(EXCERPT):
· · · ·

Atchison County Memorial Building is a historic building located at Rock Port, Atchison County, Missouri. It was built in 1919, and is a two-story, Classical Revival style reinforced concrete building on a raised basement. It measures approximately 107 ft deep and 63 ft wide. The front facade features four fluted Doric order columns that support an entablature and frieze. It was built with support from the Missouri General Assembly to serve as a World War I memorial and a community centre.

It was listed on the National Register of Historic Places in 1987.

==Atchison County Memorial Building Foundation==

The Atchison County Memorial Building is owned and operated by the Atchison County Memorial Building Foundation, a 501(c)(3) organization founded in 2003 and governed by a nine-member Board of Directors elected from the general membership. Individual membership is $15 each and business membership is $100 each. The Foundation meets the first Tuesday of each month with an annual meeting held the first Saturday of April. Three are from each of the three school districts in the county. The Foundation exists for the sole purpose of supporting the building and the services and programming associated with it.

==Walk of Honor==

Hardin Cox, a past board member, originated the idea of selling inscribed bricks on a memorial wall as a fundraiser for the Memorial Building Foundation. This fundraiser evolved into the Walk of Honor. Over two thousand bricks have been purchased to date, and over $264,000 was raised by the sale of bricks to complete the Walk of Honor in November 2008. The Board is continuing to market the bricks as a way to remember a loved one who served in the military. The bricks that are sold go toward the renovation expenses of the building. A 4 × 8 in brick is $250, an 8 × 8 in brick is $450, and a 16 × 16 in brick is $1200.

==Liberty Theatre==

The Liberty Theatre is located on the second floor. The theatre was reopened in 2005, and since then more than forty community theatre shows and other events have taken place.

· · · ·

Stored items
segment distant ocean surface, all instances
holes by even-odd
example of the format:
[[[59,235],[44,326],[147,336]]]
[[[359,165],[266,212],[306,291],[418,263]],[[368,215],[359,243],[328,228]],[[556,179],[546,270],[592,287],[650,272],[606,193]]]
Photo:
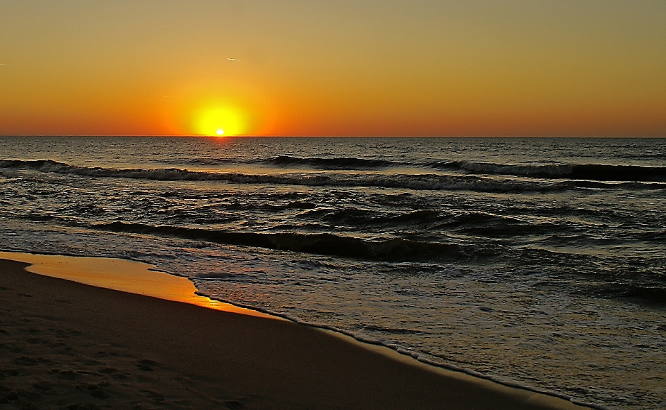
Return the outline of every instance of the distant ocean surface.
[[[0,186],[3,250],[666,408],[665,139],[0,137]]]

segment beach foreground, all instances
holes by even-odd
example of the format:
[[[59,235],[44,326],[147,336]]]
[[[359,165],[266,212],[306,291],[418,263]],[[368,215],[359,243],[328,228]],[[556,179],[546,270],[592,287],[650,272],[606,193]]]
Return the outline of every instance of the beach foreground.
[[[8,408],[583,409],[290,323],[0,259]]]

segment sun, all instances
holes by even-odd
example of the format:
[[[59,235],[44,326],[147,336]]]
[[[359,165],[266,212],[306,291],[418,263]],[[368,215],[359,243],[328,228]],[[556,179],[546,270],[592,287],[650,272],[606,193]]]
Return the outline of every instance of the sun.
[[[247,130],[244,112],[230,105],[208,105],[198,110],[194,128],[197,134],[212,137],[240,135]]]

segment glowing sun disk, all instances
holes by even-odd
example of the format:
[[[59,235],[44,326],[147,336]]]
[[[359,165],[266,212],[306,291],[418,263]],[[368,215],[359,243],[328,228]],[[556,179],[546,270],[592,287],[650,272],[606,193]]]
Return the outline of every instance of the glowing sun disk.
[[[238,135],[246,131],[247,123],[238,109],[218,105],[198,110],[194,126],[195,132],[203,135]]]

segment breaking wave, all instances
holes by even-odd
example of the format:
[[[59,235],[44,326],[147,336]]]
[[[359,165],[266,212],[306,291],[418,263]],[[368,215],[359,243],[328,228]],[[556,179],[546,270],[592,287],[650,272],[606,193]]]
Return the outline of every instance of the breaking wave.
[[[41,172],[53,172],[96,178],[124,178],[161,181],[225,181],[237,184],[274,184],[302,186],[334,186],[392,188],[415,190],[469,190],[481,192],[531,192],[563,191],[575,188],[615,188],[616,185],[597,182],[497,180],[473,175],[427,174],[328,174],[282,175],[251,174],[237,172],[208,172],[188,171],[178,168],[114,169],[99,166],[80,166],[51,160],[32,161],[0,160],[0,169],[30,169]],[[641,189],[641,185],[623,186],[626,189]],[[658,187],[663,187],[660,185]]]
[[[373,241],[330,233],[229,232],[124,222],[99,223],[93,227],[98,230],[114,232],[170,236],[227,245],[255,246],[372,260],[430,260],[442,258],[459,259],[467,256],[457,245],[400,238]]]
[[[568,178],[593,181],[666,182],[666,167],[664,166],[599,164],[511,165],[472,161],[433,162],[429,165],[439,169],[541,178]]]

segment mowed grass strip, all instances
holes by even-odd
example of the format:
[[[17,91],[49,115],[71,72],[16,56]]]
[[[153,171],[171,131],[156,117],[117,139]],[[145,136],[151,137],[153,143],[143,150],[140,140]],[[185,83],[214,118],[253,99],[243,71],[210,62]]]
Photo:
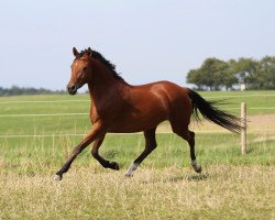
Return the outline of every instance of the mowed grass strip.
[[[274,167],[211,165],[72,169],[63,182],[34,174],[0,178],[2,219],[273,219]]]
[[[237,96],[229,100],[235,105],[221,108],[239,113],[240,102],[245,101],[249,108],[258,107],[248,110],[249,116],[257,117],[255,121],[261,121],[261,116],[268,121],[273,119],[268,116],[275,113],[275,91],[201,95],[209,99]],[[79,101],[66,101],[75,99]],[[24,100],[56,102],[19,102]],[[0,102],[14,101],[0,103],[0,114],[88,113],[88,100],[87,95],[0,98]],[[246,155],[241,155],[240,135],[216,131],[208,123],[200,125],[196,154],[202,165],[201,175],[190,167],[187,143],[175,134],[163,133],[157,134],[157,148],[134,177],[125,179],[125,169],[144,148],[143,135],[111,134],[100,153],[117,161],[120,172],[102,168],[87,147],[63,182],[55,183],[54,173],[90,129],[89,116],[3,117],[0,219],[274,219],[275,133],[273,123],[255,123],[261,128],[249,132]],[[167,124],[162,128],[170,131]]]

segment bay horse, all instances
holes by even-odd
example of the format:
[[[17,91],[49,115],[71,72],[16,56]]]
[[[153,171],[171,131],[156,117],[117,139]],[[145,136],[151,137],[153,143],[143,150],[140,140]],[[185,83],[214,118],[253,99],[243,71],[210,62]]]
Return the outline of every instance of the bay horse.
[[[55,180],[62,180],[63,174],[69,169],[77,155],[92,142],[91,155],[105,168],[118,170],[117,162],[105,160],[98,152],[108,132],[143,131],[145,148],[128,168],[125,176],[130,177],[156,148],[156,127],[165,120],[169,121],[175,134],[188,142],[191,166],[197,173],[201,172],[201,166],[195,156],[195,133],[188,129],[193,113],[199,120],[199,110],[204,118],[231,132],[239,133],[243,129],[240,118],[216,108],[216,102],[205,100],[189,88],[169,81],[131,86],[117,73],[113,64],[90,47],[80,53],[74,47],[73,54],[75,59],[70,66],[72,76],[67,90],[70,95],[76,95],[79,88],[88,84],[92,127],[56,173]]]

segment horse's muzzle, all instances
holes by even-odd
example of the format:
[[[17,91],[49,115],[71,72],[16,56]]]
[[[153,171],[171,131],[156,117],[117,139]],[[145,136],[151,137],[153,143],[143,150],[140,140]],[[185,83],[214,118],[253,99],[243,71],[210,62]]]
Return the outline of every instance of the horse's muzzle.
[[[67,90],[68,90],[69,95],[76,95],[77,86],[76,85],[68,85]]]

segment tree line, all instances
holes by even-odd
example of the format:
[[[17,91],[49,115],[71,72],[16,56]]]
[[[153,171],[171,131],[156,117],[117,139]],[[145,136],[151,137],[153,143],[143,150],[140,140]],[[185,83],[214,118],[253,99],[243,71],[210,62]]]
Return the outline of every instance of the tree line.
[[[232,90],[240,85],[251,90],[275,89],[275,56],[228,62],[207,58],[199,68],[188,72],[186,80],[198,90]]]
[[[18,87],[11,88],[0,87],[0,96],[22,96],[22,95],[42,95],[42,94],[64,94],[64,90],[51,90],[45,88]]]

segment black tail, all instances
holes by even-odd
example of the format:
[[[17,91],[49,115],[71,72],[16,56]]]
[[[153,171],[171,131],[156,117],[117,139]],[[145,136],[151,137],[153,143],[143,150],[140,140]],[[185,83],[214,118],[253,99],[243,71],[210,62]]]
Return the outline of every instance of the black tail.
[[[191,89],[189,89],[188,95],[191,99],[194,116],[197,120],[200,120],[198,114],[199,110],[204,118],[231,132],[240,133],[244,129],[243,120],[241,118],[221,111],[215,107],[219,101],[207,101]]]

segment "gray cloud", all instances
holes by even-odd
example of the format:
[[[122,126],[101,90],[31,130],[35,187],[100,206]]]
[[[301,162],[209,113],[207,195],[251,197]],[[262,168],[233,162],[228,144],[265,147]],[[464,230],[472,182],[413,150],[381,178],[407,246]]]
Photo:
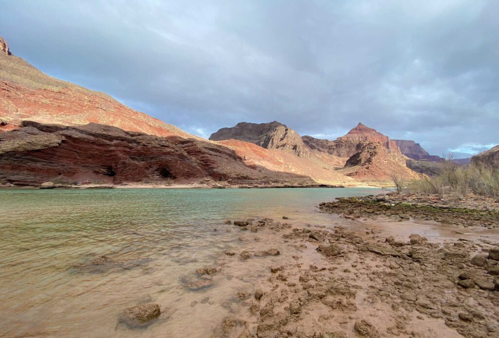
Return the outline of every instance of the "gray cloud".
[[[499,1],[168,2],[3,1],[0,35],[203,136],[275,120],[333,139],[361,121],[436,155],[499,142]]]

· · · ·

(PROBLEM 1): According to the excerpt, why does the Board keep selling the inscribed bricks?
(PROBLEM 2): Copy word for word the part of the excerpt that opens with the words containing "Hardin Cox, a" and closes with "have taken place.".

(ANSWER SPACE 1): The Board markets the bricks as a way to remember a loved one who served in the military. The money from the bricks goes toward the building's renovation expenses.

(ANSWER SPACE 2):
Hardin Cox, a past board member, originated the idea of selling inscribed bricks on a memorial wall as a fundraiser for the Memorial Building Foundation. This fundraiser evolved into the Walk of Honor. Over two thousand bricks have been purchased to date, and over $264,000 was raised by the sale of bricks to complete the Walk of Honor in November 2008. The Board is continuing to market the bricks as a way to remember a loved one who served in the military. The bricks that are sold go toward the renovation expenses of the building. A 4 × 8 in brick is $250, an 8 × 8 in brick is $450, and a 16 × 16 in brick is $1200.

==Liberty Theatre==

The Liberty Theatre is located on the second floor. The theatre was reopened in 2005, and since then more than forty community theatre shows and other events have taken place.